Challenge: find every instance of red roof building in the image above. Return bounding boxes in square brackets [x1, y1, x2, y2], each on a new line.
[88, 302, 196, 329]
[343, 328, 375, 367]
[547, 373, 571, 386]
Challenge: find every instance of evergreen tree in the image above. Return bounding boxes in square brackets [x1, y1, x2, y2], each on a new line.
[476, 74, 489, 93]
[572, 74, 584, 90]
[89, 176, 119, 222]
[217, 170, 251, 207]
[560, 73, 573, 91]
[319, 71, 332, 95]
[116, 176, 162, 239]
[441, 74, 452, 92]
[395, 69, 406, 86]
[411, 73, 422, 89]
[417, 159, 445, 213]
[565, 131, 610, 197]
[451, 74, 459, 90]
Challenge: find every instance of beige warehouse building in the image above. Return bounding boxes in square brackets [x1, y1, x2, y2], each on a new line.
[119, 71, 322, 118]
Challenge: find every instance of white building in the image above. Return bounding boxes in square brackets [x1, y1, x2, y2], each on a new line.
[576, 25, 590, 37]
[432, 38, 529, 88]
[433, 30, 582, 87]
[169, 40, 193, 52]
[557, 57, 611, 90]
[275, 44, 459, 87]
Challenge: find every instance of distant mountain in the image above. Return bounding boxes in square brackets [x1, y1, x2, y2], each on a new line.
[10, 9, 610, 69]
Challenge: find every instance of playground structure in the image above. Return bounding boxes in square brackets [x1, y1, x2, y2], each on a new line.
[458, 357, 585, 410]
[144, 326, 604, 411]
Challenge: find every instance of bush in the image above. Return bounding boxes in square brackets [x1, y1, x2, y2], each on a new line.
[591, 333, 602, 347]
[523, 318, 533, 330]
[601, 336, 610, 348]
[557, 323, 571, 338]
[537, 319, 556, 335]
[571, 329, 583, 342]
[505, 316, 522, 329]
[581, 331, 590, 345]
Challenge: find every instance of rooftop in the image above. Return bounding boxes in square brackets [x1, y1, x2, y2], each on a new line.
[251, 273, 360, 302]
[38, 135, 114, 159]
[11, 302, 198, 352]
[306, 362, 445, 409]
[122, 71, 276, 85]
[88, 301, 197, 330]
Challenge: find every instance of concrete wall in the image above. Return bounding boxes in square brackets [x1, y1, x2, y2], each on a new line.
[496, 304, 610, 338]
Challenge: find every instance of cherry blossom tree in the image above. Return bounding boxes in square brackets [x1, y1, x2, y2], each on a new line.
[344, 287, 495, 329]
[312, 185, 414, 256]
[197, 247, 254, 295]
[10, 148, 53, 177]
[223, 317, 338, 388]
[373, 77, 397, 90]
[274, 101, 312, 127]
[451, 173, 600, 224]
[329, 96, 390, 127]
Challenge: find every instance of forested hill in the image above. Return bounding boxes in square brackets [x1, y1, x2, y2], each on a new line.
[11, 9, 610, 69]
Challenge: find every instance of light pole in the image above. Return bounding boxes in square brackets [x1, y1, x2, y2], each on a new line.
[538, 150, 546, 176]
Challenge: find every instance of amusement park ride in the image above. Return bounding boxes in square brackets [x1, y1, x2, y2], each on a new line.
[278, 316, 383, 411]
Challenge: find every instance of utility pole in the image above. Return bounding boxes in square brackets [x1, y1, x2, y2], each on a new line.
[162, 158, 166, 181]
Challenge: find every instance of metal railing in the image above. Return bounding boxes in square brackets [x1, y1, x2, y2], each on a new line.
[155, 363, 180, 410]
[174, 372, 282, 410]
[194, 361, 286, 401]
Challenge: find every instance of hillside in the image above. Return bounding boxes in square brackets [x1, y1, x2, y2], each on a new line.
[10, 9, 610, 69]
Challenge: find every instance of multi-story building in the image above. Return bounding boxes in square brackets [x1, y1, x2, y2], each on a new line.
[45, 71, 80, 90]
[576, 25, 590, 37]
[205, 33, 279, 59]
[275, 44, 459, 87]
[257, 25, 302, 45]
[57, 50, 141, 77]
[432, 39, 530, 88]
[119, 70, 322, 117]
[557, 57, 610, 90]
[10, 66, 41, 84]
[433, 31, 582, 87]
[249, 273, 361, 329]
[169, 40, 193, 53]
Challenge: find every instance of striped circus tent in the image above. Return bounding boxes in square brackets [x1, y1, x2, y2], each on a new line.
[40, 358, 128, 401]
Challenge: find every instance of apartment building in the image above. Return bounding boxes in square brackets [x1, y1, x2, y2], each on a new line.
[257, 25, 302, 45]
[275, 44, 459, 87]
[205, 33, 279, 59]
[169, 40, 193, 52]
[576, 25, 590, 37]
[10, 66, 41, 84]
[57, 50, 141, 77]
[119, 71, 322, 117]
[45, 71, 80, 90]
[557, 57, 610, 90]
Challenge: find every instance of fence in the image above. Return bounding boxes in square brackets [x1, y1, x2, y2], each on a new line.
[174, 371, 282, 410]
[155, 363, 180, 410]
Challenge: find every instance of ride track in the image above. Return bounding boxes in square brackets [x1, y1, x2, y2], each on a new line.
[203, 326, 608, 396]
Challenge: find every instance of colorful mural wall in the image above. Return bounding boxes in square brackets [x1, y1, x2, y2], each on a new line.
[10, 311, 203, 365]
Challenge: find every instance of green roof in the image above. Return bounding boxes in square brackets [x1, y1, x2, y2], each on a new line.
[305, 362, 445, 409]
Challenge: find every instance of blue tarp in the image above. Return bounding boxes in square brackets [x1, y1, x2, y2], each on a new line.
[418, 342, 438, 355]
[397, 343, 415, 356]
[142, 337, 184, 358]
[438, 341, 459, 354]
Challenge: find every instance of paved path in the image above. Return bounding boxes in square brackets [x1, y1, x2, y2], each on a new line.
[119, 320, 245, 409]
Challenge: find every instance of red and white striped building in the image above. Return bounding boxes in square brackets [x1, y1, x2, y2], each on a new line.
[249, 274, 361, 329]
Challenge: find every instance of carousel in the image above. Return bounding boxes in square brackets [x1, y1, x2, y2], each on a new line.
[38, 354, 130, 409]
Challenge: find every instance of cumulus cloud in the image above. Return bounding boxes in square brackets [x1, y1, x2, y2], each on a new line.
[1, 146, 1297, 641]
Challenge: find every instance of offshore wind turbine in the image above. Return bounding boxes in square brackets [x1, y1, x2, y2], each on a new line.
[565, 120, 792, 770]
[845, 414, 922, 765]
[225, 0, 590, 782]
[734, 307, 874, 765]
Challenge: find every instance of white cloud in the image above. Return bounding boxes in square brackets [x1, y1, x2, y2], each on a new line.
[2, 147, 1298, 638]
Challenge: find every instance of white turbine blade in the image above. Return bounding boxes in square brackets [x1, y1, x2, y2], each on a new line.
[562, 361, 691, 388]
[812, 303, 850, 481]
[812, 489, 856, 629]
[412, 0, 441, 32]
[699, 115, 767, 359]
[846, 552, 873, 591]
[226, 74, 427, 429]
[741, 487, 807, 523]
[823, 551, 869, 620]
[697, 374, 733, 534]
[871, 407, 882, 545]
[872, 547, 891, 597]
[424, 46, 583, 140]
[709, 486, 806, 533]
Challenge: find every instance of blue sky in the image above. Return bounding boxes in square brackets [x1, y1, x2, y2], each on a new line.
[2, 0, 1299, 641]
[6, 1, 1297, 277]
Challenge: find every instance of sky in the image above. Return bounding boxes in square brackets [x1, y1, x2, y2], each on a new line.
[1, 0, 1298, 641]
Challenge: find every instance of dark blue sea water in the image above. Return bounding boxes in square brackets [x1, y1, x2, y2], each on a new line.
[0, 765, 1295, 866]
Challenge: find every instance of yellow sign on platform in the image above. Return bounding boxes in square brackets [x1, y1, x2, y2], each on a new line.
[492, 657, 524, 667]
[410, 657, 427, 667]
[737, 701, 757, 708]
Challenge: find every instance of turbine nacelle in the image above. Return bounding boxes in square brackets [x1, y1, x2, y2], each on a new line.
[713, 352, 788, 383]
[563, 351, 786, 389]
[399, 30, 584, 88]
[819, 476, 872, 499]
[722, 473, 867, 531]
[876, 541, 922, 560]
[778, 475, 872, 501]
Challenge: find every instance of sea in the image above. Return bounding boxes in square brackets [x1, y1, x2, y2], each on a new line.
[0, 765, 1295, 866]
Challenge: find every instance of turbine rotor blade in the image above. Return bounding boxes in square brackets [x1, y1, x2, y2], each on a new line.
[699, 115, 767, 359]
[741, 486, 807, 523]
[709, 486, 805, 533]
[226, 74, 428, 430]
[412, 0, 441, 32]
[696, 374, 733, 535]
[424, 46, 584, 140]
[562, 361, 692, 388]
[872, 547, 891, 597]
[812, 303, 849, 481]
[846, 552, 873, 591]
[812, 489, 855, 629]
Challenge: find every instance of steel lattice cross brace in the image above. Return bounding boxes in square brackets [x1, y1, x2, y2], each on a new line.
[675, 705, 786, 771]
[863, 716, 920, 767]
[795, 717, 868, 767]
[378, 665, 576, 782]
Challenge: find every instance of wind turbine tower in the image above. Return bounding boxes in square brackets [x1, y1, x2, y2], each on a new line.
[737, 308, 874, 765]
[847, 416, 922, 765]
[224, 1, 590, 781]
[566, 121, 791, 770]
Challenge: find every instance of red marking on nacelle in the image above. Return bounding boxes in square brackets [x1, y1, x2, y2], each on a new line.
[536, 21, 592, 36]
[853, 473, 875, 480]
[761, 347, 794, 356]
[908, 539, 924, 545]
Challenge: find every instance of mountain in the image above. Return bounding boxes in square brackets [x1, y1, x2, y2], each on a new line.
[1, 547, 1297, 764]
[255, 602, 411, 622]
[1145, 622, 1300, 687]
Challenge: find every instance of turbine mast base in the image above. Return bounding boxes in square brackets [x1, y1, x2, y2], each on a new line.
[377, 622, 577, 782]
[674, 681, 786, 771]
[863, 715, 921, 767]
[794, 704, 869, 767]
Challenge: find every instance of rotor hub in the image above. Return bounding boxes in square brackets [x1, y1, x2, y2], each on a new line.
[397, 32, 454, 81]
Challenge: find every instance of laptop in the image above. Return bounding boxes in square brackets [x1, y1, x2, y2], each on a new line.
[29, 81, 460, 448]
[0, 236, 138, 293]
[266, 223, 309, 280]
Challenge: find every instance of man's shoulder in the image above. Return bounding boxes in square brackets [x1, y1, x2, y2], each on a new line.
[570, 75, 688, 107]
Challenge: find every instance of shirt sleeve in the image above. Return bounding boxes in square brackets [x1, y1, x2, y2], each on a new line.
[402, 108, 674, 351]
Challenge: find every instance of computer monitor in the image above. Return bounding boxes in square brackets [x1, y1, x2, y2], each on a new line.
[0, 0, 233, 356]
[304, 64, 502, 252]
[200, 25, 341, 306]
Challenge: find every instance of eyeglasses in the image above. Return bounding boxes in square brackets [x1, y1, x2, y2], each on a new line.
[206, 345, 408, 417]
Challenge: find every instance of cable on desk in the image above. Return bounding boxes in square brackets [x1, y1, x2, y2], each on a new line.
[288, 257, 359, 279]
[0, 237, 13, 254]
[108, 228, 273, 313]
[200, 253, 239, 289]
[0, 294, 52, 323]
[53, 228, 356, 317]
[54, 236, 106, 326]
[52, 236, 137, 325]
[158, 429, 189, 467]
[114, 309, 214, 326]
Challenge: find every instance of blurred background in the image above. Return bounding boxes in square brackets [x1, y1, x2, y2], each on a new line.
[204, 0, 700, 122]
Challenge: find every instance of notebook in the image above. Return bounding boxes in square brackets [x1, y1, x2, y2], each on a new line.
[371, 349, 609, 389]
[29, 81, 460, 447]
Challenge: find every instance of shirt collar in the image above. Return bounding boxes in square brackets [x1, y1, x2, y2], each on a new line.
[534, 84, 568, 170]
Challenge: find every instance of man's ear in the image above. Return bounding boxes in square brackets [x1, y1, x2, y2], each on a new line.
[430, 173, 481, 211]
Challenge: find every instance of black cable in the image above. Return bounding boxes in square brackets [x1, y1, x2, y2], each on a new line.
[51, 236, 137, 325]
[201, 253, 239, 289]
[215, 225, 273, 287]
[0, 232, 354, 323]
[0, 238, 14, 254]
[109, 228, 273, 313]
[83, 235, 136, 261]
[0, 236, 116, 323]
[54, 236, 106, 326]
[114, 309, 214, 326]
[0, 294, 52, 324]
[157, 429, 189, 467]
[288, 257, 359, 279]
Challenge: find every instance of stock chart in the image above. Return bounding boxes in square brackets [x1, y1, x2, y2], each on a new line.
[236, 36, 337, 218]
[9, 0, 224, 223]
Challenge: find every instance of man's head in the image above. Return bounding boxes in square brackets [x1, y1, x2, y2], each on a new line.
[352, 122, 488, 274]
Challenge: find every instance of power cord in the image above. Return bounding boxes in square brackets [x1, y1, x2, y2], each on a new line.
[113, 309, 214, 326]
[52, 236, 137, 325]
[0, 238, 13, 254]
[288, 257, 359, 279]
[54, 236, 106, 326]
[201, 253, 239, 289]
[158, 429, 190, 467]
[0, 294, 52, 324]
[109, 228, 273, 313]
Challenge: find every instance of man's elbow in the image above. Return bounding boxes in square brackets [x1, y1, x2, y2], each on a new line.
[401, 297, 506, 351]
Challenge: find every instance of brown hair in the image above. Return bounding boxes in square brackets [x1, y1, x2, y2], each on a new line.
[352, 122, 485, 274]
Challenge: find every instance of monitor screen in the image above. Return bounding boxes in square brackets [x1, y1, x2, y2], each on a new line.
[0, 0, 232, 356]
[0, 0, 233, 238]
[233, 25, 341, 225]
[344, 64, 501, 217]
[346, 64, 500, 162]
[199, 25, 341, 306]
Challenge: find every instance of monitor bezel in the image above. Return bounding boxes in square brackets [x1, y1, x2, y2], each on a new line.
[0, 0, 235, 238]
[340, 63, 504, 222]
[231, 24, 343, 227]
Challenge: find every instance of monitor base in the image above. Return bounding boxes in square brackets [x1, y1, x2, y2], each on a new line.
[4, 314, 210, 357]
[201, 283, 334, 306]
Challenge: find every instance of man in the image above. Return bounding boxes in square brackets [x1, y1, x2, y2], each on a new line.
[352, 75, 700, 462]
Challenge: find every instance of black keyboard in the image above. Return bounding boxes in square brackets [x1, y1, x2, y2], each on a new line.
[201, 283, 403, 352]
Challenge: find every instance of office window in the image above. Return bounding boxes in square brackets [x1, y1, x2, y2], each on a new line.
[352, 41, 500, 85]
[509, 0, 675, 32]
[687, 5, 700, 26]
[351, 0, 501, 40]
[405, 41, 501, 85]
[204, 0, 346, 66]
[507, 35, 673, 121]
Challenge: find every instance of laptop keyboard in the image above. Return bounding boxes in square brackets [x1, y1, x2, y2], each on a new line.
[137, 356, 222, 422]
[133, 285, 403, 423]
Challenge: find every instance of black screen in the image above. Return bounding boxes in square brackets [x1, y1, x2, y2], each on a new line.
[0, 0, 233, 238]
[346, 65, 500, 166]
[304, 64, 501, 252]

:::::

__What to produce__. Give back exactly the lines that run from the line with "Challenge: find every instance of man in" through the close of the material, counting both ends, and nothing more.

__Response to the exercise__.
Challenge: find every instance of man in the image above. Return bounding boxes in square brackets [x1, y1, x2, y2], each on a new line.
[352, 75, 700, 462]
Challenge: find every instance of black keyboard in the image above. Return bounding boxes in square brackets [x1, y1, x2, y2], each on a new line.
[201, 283, 403, 352]
Challenge: find every instance of office window in the image above. Return bounding boxes in square brackets [x1, y1, x2, y2], each on a new line.
[352, 41, 500, 85]
[509, 0, 675, 32]
[687, 5, 700, 26]
[351, 0, 501, 40]
[405, 41, 501, 85]
[204, 0, 346, 66]
[507, 35, 673, 121]
Challenge: find every instance of laptop keyboard in the image above. Return bounding boxes in square brackets [x1, y1, x2, y2], each on a new line.
[137, 356, 222, 422]
[133, 285, 403, 423]
Challenge: find every instance of black screen in the image above. Return bounding boxes in square brackets [x1, y1, x2, y2], each on a new line.
[0, 0, 233, 238]
[346, 65, 500, 166]
[304, 64, 501, 252]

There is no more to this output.